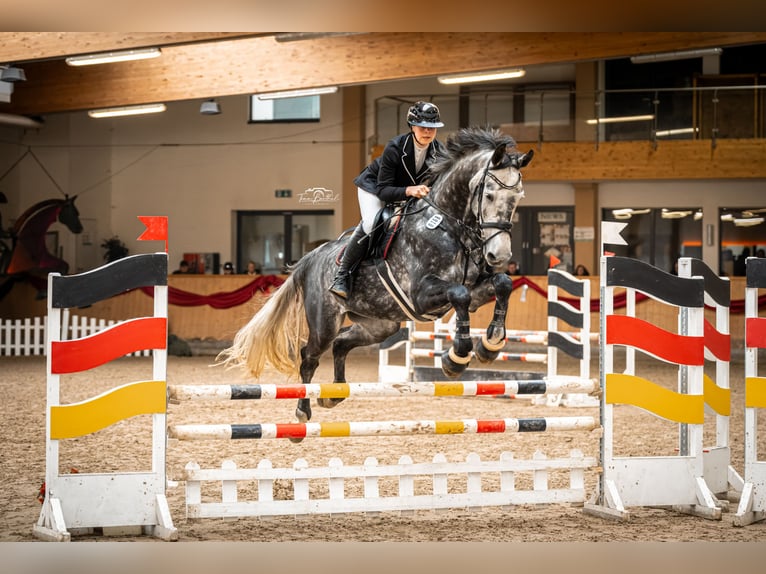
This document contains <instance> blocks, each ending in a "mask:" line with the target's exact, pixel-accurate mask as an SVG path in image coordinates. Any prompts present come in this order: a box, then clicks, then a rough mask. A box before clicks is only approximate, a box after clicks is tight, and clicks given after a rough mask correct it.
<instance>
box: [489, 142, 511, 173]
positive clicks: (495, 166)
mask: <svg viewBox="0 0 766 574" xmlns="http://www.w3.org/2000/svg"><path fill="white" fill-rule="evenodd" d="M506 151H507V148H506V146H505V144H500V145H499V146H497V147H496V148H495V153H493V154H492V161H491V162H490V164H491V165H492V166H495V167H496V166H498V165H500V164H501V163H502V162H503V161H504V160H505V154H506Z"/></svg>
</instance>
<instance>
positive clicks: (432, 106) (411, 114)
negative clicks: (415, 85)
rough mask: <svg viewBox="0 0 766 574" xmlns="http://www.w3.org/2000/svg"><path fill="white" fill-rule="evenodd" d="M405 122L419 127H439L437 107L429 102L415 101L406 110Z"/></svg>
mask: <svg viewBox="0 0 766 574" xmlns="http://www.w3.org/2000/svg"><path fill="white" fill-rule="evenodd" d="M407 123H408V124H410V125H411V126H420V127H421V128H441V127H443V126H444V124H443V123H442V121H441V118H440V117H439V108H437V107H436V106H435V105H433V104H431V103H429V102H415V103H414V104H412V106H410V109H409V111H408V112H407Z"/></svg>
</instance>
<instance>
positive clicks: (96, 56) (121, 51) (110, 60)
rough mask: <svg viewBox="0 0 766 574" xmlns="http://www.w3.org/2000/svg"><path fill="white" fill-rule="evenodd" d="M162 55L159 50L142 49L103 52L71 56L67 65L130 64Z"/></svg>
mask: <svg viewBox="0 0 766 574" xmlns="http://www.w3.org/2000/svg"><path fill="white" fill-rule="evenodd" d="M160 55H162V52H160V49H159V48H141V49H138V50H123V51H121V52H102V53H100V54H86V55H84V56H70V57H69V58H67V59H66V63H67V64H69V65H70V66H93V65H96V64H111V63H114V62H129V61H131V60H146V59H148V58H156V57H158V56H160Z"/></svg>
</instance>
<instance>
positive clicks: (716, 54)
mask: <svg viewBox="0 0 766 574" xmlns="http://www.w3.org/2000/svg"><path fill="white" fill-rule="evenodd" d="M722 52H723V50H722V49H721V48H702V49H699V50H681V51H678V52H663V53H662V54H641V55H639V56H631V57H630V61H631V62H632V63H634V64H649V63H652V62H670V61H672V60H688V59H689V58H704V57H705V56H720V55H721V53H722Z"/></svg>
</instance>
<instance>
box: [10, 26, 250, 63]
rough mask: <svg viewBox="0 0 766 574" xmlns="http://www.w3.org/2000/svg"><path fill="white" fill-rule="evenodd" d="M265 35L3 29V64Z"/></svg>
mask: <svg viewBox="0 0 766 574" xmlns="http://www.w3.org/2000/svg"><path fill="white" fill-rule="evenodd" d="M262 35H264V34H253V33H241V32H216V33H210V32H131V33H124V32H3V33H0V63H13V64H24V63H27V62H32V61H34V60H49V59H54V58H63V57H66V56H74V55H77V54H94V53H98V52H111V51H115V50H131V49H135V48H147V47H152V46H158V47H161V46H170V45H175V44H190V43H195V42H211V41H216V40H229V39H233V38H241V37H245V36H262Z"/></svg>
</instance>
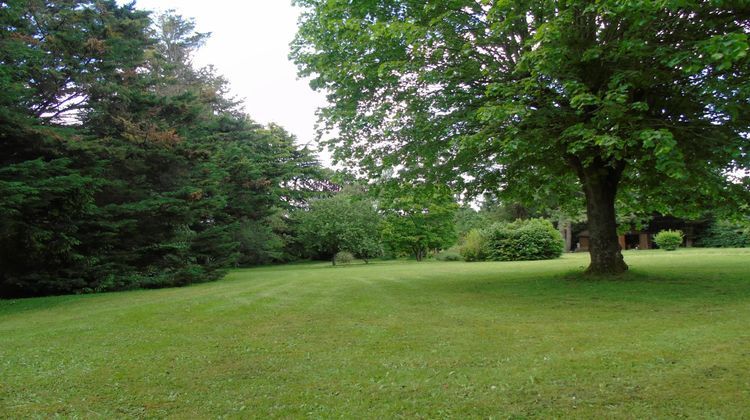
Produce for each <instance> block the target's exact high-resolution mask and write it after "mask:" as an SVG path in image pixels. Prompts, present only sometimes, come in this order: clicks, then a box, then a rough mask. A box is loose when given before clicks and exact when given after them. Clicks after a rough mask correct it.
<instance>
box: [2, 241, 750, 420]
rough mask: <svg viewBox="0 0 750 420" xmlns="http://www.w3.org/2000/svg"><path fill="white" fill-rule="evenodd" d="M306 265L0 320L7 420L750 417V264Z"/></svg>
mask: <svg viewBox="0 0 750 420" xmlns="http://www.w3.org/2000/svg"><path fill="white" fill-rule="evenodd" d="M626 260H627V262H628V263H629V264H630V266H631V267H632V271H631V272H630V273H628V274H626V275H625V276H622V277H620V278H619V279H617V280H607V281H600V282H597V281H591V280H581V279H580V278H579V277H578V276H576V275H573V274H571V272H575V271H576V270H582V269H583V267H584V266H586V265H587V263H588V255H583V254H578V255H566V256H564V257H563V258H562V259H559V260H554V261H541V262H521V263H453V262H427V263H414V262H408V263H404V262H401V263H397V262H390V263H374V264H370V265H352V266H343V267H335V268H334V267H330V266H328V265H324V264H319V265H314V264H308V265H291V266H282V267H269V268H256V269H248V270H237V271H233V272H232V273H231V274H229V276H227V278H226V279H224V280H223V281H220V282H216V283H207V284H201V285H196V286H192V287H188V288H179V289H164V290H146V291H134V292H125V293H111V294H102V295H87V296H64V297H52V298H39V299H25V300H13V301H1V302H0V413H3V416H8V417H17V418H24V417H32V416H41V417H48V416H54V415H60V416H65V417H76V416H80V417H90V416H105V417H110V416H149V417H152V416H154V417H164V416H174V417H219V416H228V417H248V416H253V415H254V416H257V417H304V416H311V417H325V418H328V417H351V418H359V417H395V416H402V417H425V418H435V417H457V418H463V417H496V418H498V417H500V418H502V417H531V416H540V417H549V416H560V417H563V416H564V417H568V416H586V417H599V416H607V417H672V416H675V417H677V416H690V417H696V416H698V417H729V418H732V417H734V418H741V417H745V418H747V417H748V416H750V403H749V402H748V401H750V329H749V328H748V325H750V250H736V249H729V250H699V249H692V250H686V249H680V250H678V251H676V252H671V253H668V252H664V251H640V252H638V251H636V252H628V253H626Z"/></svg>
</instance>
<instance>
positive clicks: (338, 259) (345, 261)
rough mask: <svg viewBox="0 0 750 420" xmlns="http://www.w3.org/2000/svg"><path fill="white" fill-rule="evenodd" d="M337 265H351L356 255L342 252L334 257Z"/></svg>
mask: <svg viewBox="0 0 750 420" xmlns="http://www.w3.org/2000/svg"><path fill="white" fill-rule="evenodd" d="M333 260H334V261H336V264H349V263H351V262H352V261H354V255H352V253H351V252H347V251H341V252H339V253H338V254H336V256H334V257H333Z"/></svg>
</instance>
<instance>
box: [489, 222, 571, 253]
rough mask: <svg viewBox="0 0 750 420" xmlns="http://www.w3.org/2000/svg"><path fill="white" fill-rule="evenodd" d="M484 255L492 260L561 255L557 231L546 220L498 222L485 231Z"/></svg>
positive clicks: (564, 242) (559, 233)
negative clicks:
---+---
What you are asked to do:
Would you copy the records word for word, without any of their pictures?

Solved exercise:
This document contains <instance> blocks, each ending in a "mask:" line with the target's exact, pixel-accurate mask as an SVG path in image coordinates. Any prompts present come in this order: a box, then clicks, then a rough mask. A box before clicks is only approximate, a box after clicks is tight, and clicks given after a rough mask correct it.
<instance>
box: [489, 142, 511, 173]
positive clicks: (495, 166)
mask: <svg viewBox="0 0 766 574" xmlns="http://www.w3.org/2000/svg"><path fill="white" fill-rule="evenodd" d="M506 151H507V148H506V146H505V144H500V145H499V146H497V147H496V148H495V153H493V154H492V161H491V162H490V164H491V165H492V166H495V167H496V166H498V165H500V164H501V163H502V162H503V161H504V160H505V154H506Z"/></svg>
</instance>
<instance>
positive clicks: (432, 106) (411, 114)
negative clicks: (415, 85)
rough mask: <svg viewBox="0 0 766 574" xmlns="http://www.w3.org/2000/svg"><path fill="white" fill-rule="evenodd" d="M405 122L419 127H439L437 107L429 102L415 101L406 110Z"/></svg>
mask: <svg viewBox="0 0 766 574" xmlns="http://www.w3.org/2000/svg"><path fill="white" fill-rule="evenodd" d="M407 123H408V124H410V125H411V126H420V127H421V128H441V127H443V126H444V124H443V123H442V121H441V118H440V117H439V108H437V107H436V106H435V105H433V104H431V103H429V102H415V103H414V104H412V106H410V109H409V111H408V112H407Z"/></svg>
</instance>
<instance>
positive clicks: (96, 56) (121, 51) (110, 60)
rough mask: <svg viewBox="0 0 766 574" xmlns="http://www.w3.org/2000/svg"><path fill="white" fill-rule="evenodd" d="M162 55L159 50L142 49L103 52L71 56L67 65L130 64Z"/></svg>
mask: <svg viewBox="0 0 766 574" xmlns="http://www.w3.org/2000/svg"><path fill="white" fill-rule="evenodd" d="M160 55H162V52H160V49H159V48H141V49H138V50H123V51H121V52H102V53H100V54H86V55H84V56H70V57H69V58H67V59H66V63H67V64H69V65H70V66H93V65H96V64H111V63H114V62H129V61H131V60H146V59H148V58H156V57H158V56H160Z"/></svg>
</instance>
<instance>
positive clicks: (716, 54)
mask: <svg viewBox="0 0 766 574" xmlns="http://www.w3.org/2000/svg"><path fill="white" fill-rule="evenodd" d="M722 52H723V50H722V49H721V48H702V49H699V50H681V51H678V52H663V53H662V54H641V55H639V56H631V57H630V61H631V62H632V63H634V64H649V63H652V62H670V61H672V60H688V59H689V58H704V57H705V56H720V55H721V53H722Z"/></svg>
</instance>
<instance>
box: [10, 26, 250, 63]
rough mask: <svg viewBox="0 0 766 574" xmlns="http://www.w3.org/2000/svg"><path fill="white" fill-rule="evenodd" d="M265 35L3 29V64Z"/></svg>
mask: <svg viewBox="0 0 766 574" xmlns="http://www.w3.org/2000/svg"><path fill="white" fill-rule="evenodd" d="M262 35H264V34H253V33H241V32H216V33H210V32H131V33H124V32H3V33H0V63H13V64H24V63H27V62H32V61H34V60H49V59H54V58H63V57H66V56H74V55H77V54H94V53H98V52H111V51H115V50H131V49H135V48H147V47H152V46H158V47H161V46H170V45H175V44H190V43H195V42H211V41H216V40H229V39H233V38H241V37H245V36H262Z"/></svg>
</instance>
Produce for each <instance> block the target's exact high-resolution mask and write it after "mask:" as an SVG path in image pixels. Prompts, present only sometimes, come in this order: clicks, then a box, then a rough mask. A box is loose when given before clicks and exact when given after them. Clicks after a rough mask correct it.
<instance>
box: [2, 241, 750, 420]
rough mask: <svg viewBox="0 0 750 420" xmlns="http://www.w3.org/2000/svg"><path fill="white" fill-rule="evenodd" d="M306 265L0 320L7 420L750 417V264Z"/></svg>
mask: <svg viewBox="0 0 750 420" xmlns="http://www.w3.org/2000/svg"><path fill="white" fill-rule="evenodd" d="M626 260H627V262H628V263H629V264H630V266H631V267H632V271H631V272H630V273H628V274H626V275H625V276H622V277H620V278H619V279H617V280H607V281H600V282H597V281H591V280H581V279H580V278H579V277H578V276H576V275H573V274H571V272H575V271H576V270H582V269H583V267H584V266H586V265H587V263H588V255H583V254H578V255H566V256H564V257H563V258H562V259H559V260H554V261H541V262H521V263H453V262H427V263H414V262H408V263H404V262H401V263H397V262H390V263H374V264H370V265H352V266H343V267H335V268H334V267H330V266H328V265H324V264H319V265H314V264H308V265H291V266H282V267H269V268H256V269H248V270H237V271H233V272H232V273H231V274H229V276H227V278H226V279H224V280H223V281H220V282H216V283H207V284H201V285H196V286H192V287H188V288H179V289H164V290H146V291H134V292H125V293H111V294H102V295H87V296H64V297H52V298H39V299H25V300H13V301H1V302H0V413H3V416H8V417H17V418H24V417H32V416H41V417H48V416H54V415H60V416H65V417H76V416H80V417H90V416H105V417H110V416H149V417H152V416H154V417H164V416H174V417H219V416H228V417H248V416H253V415H254V416H257V417H304V416H311V417H325V418H328V417H351V418H359V417H395V416H402V417H425V418H435V417H457V418H463V417H496V418H498V417H500V418H502V417H531V416H540V417H549V416H560V417H563V416H564V417H568V416H586V417H599V416H607V417H672V416H675V417H677V416H690V417H696V416H698V417H729V418H732V417H734V418H741V417H745V418H747V417H748V416H750V403H749V402H748V401H750V329H749V328H748V325H750V250H736V249H729V250H699V249H692V250H686V249H680V250H678V251H676V252H671V253H668V252H664V251H640V252H638V251H636V252H628V253H626Z"/></svg>
</instance>
<instance>
positive clicks: (338, 259) (345, 261)
rough mask: <svg viewBox="0 0 750 420" xmlns="http://www.w3.org/2000/svg"><path fill="white" fill-rule="evenodd" d="M337 265H351L356 255L342 252L334 257Z"/></svg>
mask: <svg viewBox="0 0 750 420" xmlns="http://www.w3.org/2000/svg"><path fill="white" fill-rule="evenodd" d="M333 260H334V261H336V264H349V263H351V262H352V261H354V255H352V253H351V252H347V251H341V252H339V253H338V254H336V256H334V257H333Z"/></svg>
</instance>
<instance>
box: [489, 222, 571, 253]
rough mask: <svg viewBox="0 0 750 420" xmlns="http://www.w3.org/2000/svg"><path fill="white" fill-rule="evenodd" d="M484 255L492 260L561 255L557 231L546 220L498 222L485 231Z"/></svg>
positive clicks: (564, 242) (559, 233)
negative clicks:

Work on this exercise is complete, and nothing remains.